[TASK OBJECTIVE]:
Quote the stretch of the lemongrass article from "Lemongrass is a" through "this delicious grass." word for word.

Top of EXTRACTED TEXT

Common Problems You Might Face While Growing Lemongrass

Imagine stepping out into your backyard garden in the early morning hours of a warm summer day. Suddenly, the gentle aroma of lemongrass hits the air, beginning your day in a bliss of fragrance. When you grow lemongrass in your garden, that's to be expected! As an ornamental grass that is popular in cooking, it loves warm soils and thrives outdoors when the weather cooperates. This tropical plant is easy to grow, but has a couple of issues you should know, like its lack of tolerance for the cold, pest attraction, and potential for disease.

For folks who love to cook, having a lemongrass plant on hand could be terrific for mealtime. However, gardeners should be aware that this heat- and sun-loving plant has a big aversion to the cold, which is why some folks are stuck buying new plants each year if they don't preserve the old plant. To avoid dead grass, you want to transplant the grass to a container for the cold weather months. You can do this by bringing it inside before temperatures go below 40 degrees Fahrenheit. Gently dig the stalk out of the ground, transitioning it to a pot for a cozy indoor winter rest. You can also trim down the leaves if you need to before bringing it inside. Just don't forget that this grass loves the sunshine! 

Pests love ornamental grass

Lemongrass is a tasty addition to a lot of recipes. But humans aren't the only ones who love it. In fact, several varieties of pests also love to munch on a tangy lemongrass leaf. Spider mites and aphids are especially known to be commonly attracted to this delicious grass.

These itty bitty pests might seem less harmful than others might be, but they can easily kill a plant. If you notice these insects invading your plant's space, you can plant other things around it, like delicious daisies, which can draw the bugs away from the grass. You can also use a strong hose to spray the pests off of the plants. Consider these tactics to save your lemongrass, since it is a go-to plant if you have a mosquito problem. Growing it is also known to deter snakes from a garden or yard. "As any other plant that emits a strong scent, lemongrass can disorient snakes and make it difficult for them to hunt," Nicole Carpenter of Black Pest Prevention told Homes and Gardens

It can be affected by rust fungus

When it comes to the cold, lemongrass can be a meek plant. It is fairly hearty against diseases, with the exception of rust fungus. This fungal disease can be seen on the plant when brown streaks or spots appear on the leaves. These rusty spots can appear on other leaves in your yard, too — so keep an eye out. If left untreated, it can kill the plant, though that is uncommon. What is likely to happen instead is that the fungus kills individual leaves and reduces the plant's ability to produce oil. 

The best way to prevent illness in your lemongrass is to take active measures to prevent the fungus from growing in the first place. One way is to water your plant at the soil level instead of watering leaves, which can lead to rust growth. You can also keep your lemongrass under a cover to prevent over-saturation from rain and keep the plants spaced apart for circulation. When necessary, fungicides can also combat the infection. If you're new to growing this plant, be sure to read up on how to care for lemongrass.

Bottom of EXTRACTED TEXT
Top of DATASET

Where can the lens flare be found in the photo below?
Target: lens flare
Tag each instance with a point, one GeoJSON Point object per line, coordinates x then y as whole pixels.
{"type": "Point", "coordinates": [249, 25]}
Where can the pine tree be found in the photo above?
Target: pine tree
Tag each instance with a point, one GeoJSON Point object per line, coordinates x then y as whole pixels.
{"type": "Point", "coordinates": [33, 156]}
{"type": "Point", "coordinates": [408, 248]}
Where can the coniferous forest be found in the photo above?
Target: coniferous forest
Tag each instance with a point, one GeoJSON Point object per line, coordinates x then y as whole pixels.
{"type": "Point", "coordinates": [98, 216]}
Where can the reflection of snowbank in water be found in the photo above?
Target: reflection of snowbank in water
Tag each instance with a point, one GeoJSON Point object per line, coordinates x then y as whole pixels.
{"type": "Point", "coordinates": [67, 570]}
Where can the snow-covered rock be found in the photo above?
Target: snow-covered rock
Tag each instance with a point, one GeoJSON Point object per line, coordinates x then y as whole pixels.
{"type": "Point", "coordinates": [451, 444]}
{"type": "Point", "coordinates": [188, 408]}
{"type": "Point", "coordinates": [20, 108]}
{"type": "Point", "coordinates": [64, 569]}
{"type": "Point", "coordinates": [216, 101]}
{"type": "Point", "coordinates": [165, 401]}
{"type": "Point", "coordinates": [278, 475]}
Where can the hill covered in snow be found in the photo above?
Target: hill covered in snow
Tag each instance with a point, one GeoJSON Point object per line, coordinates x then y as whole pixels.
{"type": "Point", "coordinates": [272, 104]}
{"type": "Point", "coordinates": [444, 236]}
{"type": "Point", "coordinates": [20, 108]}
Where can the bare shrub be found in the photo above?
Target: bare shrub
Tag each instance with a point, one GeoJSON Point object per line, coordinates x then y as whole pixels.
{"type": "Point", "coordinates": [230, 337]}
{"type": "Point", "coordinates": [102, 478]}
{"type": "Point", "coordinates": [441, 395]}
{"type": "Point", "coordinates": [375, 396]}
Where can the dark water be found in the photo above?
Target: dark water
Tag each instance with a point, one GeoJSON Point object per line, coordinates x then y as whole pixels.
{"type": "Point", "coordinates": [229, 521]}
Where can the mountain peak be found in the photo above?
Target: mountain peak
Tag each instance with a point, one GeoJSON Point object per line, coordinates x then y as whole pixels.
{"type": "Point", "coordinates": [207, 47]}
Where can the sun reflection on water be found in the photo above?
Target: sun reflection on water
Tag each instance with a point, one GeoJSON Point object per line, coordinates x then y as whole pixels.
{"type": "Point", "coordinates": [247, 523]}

Bottom of DATASET

[WRITTEN SOLUTION]:
Lemongrass is a tasty addition to a lot of recipes. But humans aren't the only ones who love it. In fact, several varieties of pests also love to munch on a tangy lemongrass leaf. Spider mites and aphids are especially known to be commonly attracted to this delicious grass.